[[ SELECTED EXCERPT open ]]
The final results of Next Generation’s study will be unveiled Feb. 24. Ryan expects the study to gain attention far beyond the local community for a couple of reasons. First, it’s one of the first times an arts community-not just an individual organization-has invested in finding out more about the people who will make up tomorrow’s board members, donors and audiences, Ryan said.
“Businesses understand you have to know your market intimately,” she said. “Arts organizations, for some reason, have been insulated from getting into that.”
Eyes on Indy
Next Generation was hired last year by the Arts Council of Indianapolis, using a grant from the locally based Lilly Endowment. This is the first time the firm has worked with an arts community, Ryan said-most of the time it’s hired by businesses, or by municipalities seeking to stem brain drain and attract younger residents and workers.
[[ SELECTED EXCERPT closed ]]
_YOUR OBJECTIVE_.
Could you pick up the excerpt on the Indianapolis arts study and carry it on from its last sentence? The lines after this point come from a different source than the passage above.
[[ MATERIAL PROVIDED open ]]
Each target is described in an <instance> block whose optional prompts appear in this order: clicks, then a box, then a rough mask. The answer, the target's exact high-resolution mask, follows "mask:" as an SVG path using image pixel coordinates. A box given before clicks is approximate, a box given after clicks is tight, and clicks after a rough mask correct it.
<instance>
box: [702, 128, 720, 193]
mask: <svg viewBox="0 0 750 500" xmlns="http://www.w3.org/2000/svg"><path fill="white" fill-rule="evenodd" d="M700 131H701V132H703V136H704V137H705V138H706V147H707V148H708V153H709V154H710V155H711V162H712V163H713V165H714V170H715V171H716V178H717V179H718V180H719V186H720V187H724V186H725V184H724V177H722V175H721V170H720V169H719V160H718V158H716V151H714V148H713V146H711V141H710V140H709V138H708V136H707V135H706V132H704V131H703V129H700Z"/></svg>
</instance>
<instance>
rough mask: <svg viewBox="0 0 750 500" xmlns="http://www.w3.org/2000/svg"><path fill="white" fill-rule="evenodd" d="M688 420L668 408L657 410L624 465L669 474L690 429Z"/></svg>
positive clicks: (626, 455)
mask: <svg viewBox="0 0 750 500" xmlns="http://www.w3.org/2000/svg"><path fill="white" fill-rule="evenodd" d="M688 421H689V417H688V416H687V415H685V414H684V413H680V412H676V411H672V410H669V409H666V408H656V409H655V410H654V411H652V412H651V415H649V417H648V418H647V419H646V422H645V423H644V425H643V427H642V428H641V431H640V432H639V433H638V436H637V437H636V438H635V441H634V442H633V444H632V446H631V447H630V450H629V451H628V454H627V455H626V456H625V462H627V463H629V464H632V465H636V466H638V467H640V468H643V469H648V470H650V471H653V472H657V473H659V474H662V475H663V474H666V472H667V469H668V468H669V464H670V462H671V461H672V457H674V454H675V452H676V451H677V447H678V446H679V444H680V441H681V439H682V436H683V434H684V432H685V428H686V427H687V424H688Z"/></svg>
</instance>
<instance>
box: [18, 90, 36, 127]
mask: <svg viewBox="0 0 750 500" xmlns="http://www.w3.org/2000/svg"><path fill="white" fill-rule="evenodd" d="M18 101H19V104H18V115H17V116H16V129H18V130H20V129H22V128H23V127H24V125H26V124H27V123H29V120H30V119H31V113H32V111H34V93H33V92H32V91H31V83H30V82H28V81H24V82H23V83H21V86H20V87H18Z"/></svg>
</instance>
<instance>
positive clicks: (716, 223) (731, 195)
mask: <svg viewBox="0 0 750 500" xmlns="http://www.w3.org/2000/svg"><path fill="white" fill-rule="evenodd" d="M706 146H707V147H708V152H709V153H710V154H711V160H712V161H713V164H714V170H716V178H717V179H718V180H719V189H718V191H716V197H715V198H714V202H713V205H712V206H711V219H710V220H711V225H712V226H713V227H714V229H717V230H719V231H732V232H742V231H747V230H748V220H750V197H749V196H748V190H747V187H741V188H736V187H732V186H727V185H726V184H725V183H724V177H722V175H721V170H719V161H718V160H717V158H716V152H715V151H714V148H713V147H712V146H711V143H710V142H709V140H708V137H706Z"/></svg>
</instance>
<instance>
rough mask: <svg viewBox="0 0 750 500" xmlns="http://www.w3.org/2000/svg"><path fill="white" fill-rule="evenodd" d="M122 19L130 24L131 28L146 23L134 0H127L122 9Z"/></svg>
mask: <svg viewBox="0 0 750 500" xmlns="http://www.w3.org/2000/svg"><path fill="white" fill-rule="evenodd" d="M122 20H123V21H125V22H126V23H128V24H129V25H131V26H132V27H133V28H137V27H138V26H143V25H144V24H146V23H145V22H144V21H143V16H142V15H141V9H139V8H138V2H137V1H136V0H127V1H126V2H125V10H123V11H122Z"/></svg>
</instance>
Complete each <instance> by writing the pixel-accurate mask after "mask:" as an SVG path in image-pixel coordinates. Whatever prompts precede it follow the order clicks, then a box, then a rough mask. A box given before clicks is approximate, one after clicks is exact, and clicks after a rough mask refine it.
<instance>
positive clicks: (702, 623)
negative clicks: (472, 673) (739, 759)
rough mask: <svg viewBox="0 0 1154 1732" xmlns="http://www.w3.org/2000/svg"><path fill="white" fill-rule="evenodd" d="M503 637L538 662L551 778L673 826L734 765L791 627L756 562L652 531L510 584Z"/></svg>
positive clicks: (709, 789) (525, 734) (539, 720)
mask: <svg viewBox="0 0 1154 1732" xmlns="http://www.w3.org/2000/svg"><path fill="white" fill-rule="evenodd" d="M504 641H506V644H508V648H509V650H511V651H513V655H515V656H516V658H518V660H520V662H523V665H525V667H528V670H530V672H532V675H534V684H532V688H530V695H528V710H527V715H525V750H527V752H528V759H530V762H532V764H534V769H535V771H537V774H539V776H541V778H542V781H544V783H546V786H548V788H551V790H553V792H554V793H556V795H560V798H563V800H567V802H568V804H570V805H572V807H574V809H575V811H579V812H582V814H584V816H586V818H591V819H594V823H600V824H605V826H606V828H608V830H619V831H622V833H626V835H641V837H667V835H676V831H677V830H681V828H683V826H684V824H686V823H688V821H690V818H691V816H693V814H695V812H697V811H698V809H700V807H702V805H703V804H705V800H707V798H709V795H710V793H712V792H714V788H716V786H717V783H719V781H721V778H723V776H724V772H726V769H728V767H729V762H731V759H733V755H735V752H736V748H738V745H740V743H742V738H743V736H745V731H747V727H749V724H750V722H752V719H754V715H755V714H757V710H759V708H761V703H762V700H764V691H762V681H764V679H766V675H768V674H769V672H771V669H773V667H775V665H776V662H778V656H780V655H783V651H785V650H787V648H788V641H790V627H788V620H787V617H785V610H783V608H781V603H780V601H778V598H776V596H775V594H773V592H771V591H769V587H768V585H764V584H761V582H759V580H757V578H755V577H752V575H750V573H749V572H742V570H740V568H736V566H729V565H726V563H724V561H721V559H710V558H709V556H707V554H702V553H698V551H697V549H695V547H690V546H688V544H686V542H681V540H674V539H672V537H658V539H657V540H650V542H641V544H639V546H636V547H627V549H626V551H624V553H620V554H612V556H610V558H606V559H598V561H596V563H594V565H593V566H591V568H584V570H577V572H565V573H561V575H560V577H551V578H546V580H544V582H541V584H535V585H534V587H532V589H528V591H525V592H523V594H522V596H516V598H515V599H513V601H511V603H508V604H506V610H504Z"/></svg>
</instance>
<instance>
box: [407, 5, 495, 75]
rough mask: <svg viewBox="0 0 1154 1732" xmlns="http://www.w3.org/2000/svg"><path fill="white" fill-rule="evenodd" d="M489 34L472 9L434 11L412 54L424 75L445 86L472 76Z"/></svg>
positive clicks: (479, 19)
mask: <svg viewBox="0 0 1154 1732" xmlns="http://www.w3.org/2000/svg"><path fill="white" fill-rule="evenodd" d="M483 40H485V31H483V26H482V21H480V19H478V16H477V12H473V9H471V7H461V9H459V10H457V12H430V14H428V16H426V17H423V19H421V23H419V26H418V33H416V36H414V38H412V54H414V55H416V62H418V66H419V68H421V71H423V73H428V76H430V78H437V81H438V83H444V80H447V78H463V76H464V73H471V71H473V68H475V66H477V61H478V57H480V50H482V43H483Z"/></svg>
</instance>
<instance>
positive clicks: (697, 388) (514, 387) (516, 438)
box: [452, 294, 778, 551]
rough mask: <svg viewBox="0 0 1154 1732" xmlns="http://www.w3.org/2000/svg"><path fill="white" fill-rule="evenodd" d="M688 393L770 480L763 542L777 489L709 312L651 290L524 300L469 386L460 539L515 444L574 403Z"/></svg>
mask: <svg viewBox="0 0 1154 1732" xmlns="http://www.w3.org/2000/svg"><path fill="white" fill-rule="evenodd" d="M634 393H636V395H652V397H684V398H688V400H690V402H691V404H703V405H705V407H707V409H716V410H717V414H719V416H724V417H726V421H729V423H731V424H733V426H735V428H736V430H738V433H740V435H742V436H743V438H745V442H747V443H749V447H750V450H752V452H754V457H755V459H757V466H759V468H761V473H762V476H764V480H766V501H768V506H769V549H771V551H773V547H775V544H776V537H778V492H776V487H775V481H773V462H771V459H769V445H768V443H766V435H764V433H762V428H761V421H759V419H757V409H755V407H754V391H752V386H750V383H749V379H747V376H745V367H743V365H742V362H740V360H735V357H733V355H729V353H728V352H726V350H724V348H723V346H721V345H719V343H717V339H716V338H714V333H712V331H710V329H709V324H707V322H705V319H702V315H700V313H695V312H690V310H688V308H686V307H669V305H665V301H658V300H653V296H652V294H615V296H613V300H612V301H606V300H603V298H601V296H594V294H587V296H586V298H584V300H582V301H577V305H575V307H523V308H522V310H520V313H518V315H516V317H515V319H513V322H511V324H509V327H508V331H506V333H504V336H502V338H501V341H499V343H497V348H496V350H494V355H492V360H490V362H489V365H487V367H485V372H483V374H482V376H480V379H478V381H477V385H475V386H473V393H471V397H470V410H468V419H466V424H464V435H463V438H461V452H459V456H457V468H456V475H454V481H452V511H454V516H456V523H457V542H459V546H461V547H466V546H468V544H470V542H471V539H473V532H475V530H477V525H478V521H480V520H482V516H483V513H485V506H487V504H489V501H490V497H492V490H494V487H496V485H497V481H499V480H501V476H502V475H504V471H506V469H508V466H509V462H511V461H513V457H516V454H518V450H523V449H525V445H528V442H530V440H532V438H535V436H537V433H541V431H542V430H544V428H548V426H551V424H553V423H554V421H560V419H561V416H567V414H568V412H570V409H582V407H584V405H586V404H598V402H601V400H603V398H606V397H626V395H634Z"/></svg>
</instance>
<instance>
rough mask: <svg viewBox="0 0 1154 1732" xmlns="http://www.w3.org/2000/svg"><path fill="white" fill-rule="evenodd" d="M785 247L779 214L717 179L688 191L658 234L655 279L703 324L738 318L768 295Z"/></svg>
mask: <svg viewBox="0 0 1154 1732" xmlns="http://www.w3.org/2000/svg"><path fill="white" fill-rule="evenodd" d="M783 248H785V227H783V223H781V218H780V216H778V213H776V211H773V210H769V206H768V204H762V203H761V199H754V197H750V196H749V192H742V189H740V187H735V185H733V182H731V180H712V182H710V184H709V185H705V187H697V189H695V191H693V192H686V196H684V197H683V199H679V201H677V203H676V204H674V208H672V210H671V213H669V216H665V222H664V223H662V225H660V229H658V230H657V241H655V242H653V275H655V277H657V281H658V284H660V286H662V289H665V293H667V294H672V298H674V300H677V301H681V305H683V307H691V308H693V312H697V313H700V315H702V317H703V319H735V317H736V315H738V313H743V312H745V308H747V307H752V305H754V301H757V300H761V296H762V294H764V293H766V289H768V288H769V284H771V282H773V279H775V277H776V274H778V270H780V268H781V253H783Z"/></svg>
[[ MATERIAL PROVIDED closed ]]
_TASK ANSWER_.
And the research in Indianapolis is unusual for another reason, she said. One of the requirements of Lilly Endowment’s grant was to use local people to conduct the research in an effort to get the arts community involved with the research that could shape its future.
So in September, the Next Generation staff trained 25 people to conduct 60 interviews with young people from a variety of racial and socio-economic backgrounds. Some of the interviewees already attend arts events frequently, while others don’t.
Those have been finished, and the study is now focusing on Internet surveys available through the Arts Council’s Web site at www.indyarts.organd at www.nextgenerationconsulting.comthat ask respondents of all ages about their arts/cultural habits. More than 600 Web surveys have been completed so far, Ryan said, with a goal of 1,000 before the project wraps up.
“We anticipate other arts communities will be really interested in this,” she said, noting that some estimates put the average age of a U.S. arts patron at 52 and rising.
As audiences at arts events continue to gray, more arts communities-and even the aging patrons themselves-will seek changes in programming and marketing that draws in a wider audience, Ryan predicted.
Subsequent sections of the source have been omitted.